**Problem statement**
Every line of the material is to be repeated exactly as it stands.

**Records supplied**
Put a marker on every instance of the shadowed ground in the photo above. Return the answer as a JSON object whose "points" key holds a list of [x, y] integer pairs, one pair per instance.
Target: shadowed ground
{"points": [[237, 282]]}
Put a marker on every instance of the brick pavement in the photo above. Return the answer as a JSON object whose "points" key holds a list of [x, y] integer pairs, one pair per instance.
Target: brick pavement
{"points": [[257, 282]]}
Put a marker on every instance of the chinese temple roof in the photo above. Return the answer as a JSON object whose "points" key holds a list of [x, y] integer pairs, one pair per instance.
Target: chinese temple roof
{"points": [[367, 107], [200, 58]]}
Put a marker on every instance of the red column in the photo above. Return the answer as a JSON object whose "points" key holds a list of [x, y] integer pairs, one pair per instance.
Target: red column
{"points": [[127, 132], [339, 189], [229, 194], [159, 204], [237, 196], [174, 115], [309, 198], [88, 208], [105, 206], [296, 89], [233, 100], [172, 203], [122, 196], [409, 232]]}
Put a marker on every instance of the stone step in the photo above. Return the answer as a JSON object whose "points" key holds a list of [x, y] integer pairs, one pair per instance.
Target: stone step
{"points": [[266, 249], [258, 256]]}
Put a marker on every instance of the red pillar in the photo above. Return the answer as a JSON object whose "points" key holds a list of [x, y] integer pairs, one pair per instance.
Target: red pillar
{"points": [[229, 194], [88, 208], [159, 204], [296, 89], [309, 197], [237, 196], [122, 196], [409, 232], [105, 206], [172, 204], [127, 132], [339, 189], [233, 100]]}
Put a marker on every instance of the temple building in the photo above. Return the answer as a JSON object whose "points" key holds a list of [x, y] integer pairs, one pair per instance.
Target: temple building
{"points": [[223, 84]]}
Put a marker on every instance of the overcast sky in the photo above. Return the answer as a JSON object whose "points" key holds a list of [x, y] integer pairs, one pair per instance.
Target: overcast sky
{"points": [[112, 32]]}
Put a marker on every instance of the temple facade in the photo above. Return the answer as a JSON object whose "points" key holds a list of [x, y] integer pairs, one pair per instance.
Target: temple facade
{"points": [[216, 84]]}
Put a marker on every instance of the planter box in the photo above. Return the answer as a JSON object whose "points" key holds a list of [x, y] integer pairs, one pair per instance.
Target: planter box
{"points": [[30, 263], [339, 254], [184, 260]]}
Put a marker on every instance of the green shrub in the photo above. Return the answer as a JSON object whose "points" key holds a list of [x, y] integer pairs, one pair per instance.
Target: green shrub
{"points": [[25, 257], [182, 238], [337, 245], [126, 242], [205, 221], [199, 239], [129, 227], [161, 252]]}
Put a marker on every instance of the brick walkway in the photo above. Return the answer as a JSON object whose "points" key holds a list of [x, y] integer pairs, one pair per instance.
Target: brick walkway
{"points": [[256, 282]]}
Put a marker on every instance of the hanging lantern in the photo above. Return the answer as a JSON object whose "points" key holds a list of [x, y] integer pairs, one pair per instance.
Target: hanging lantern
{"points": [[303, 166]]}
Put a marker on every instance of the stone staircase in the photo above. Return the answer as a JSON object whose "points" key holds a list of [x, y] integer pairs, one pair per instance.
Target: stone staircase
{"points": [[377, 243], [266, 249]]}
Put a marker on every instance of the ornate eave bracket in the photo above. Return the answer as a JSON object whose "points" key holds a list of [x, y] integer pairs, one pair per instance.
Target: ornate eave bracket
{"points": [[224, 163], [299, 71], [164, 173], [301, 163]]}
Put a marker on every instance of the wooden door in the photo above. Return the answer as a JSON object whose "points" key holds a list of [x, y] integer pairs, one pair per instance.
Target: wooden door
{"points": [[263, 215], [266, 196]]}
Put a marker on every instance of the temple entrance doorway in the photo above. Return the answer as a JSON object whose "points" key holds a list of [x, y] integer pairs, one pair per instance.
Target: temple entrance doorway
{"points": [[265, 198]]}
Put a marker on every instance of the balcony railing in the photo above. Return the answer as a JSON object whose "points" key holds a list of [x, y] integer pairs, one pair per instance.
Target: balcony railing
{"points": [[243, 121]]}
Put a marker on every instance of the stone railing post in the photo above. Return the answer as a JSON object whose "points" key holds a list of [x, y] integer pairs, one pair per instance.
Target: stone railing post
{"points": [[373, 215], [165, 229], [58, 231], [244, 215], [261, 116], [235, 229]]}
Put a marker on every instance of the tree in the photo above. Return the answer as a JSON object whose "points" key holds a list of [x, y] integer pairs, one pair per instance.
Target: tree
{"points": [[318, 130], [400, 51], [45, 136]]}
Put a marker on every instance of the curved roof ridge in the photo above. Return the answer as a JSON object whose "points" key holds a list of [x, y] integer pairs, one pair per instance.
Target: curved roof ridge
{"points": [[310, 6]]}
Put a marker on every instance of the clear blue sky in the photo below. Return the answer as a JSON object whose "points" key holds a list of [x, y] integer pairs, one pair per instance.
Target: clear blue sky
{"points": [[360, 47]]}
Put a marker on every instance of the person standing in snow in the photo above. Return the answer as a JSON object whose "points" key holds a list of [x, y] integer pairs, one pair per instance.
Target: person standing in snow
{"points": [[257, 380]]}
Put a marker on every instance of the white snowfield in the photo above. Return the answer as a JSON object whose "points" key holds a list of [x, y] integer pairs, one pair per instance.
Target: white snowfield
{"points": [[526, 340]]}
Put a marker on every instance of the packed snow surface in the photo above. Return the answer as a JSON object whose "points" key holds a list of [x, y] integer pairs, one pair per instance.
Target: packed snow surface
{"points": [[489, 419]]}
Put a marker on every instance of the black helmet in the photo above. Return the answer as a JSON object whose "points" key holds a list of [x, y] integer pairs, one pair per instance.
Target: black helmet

**Task result**
Put a marker on every instance of the shadowed ground in the photo above. Return the answer as a JSON object whose "points" key holds a list of [x, y] integer pairs, one pair per instance.
Target: shadowed ground
{"points": [[237, 282]]}
Put a marker on every instance of the brick pavement in the photo above. Return the answer as a JSON object whose "points" key holds a list of [x, y] integer pairs, one pair per instance.
Target: brick pavement
{"points": [[257, 282]]}
Put a marker on every instance of the chinese temple roof in the photo above. Return the answer as a JSON object whose "points" key holds a list of [x, y] integer pairs, one pair per instance.
Target: chinese temple roof
{"points": [[367, 107], [200, 58]]}
Put a marker on every instance of the red column in the photo above. Return the answer as a JSON object whose "points" key holds a list of [x, y] integer pairs, one pair per instance.
Target: red column
{"points": [[127, 132], [339, 189], [229, 194], [159, 204], [237, 196], [174, 115], [309, 198], [88, 208], [105, 206], [296, 89], [233, 100], [172, 203], [122, 196], [409, 232]]}
Put a marker on every instance of the stone step in the photo above. Return the answer as a JSON object whose "points" key holds a list of [x, y] integer pairs, one pair per instance.
Target: stone step
{"points": [[266, 249], [258, 256]]}
Put a marker on every instance of the red pillar in the photo above. Return the answer as a JSON object whose "points" key holds a list of [x, y] integer pairs, one pair per instance.
Target: red pillar
{"points": [[229, 194], [88, 208], [159, 204], [296, 89], [309, 197], [237, 196], [122, 196], [409, 232], [105, 206], [172, 204], [127, 132], [339, 189], [233, 100]]}
Put a marker on every instance of the temple building in the photo above. Return the answer as a JSON object whose "points" key holds a list of [x, y] integer pairs, one pair per instance.
Target: temple building
{"points": [[223, 84]]}
Put a marker on every instance of the overcast sky in the photo above. Return the answer as a JSON object whose "points" key holds a list of [x, y] integer pairs, one pair per instance.
Target: overcast sky
{"points": [[112, 32]]}
Put a marker on every instance of the temple facade in the photo above. Return the answer as a JSON object whose "points" key holds a list of [x, y] integer pairs, one pair per instance.
Target: temple facade
{"points": [[216, 84]]}
Put a marker on every instance of the planter box in the photo above. Return the answer as a JSON object whose "points" key holds a list of [x, y] integer pairs, one pair per instance.
Target: planter box
{"points": [[30, 263], [339, 254], [184, 260]]}
Put a marker on every instance of the green shrub in the photo above. Return the answer as a JSON object whose "points" key holds a list of [x, y] integer pairs, one pair per instance.
Target: green shrub
{"points": [[25, 257], [182, 238], [337, 245], [126, 242], [205, 221], [199, 239], [129, 227], [161, 252]]}
Put a marker on every instance of the brick walkway in the photo above. Return the answer as a JSON object whose "points" key holds a list of [x, y] integer pairs, one pair per instance.
Target: brick walkway
{"points": [[256, 282]]}
Put a marker on every instance of the hanging lantern in the photo above. Return the answer as a JSON object whose "points" key holds a list of [x, y] integer pairs, one pair per instance.
Target: hanging lantern
{"points": [[303, 166]]}
Put a marker on every instance of the stone staircase in the photo above. Return the answer as a JSON object whose "points" key holds a list of [x, y] integer pairs, one pair per instance.
Target: stone staircase
{"points": [[377, 243], [266, 249]]}
Put a marker on every instance of the ornate eave bracket in the photo above. Return the answer as a JSON object whose "points" key holds a list of [x, y] integer pairs, one pair per instance.
Target: ornate eave bracket
{"points": [[224, 163], [299, 71], [164, 173], [301, 163]]}
Put a marker on every instance of the wooden door in the photo above. Return the answer as a JSON object whose "points" key holds a list of [x, y] integer pairs, one pair per instance.
Target: wooden door
{"points": [[263, 215], [266, 196]]}
Put a marker on every instance of the temple entrance doorway in the photo above. Return the answer as a JSON object whose "points" key holds a list of [x, y] integer pairs, one pair per instance.
Target: temple entrance doorway
{"points": [[265, 198]]}
Put a marker on every instance of the balcony railing in the photo above. Return the answer as a JSON object whose "points" key holds a list of [x, y] integer pairs, one pair per instance.
Target: balcony railing
{"points": [[243, 121]]}
Put a marker on every instance of the stone railing post in the photo above. Return the answer as a JSON object whose "points" key holds a list of [x, y] integer pairs, one pair per instance.
Target: stone railing post
{"points": [[373, 215], [165, 229], [58, 231], [244, 215], [261, 116], [235, 229]]}
Put a marker on every instance of the tree in the photo above. Return the answer as a JSON object whose "points" key holds a list of [x, y] integer pairs, one pair per instance.
Target: tree
{"points": [[318, 130], [400, 51], [45, 136]]}
Put a marker on every instance of the curved roof ridge in the photo above. Return the answer as a JSON object whose "points" key holds a list of [x, y] integer pairs, one pair per instance.
Target: curved roof ridge
{"points": [[310, 6]]}
Put a marker on every instance of the clear blue sky in the photo below. Return the answer as a JSON object whose "points" key holds a list of [x, y] integer pairs, one pair per instance.
Target: clear blue sky
{"points": [[360, 47]]}
Put a marker on every instance of the person standing in snow in the photo above. Return the answer as a JSON object whose "points" key holds a list of [x, y] integer pairs, one pair per instance.
Target: person standing in snow
{"points": [[257, 380]]}
Put a marker on every instance of the white snowfield in the photo above. Return the answer as a JSON object whose "points" key holds a list of [x, y] integer pairs, one pair per instance.
Target: white snowfield
{"points": [[526, 340]]}
Put a marker on every instance of the packed snow surface in the photo above. Return the answer as a JSON object whose "points" key holds a list of [x, y] integer pairs, one pair per instance.
Target: packed snow surface
{"points": [[489, 419]]}
Put a marker on every instance of the black helmet in the photo above. Return the answer as a JSON object whose "points" key holds a list of [x, y] integer pairs, one pair per instance.
Target: black helmet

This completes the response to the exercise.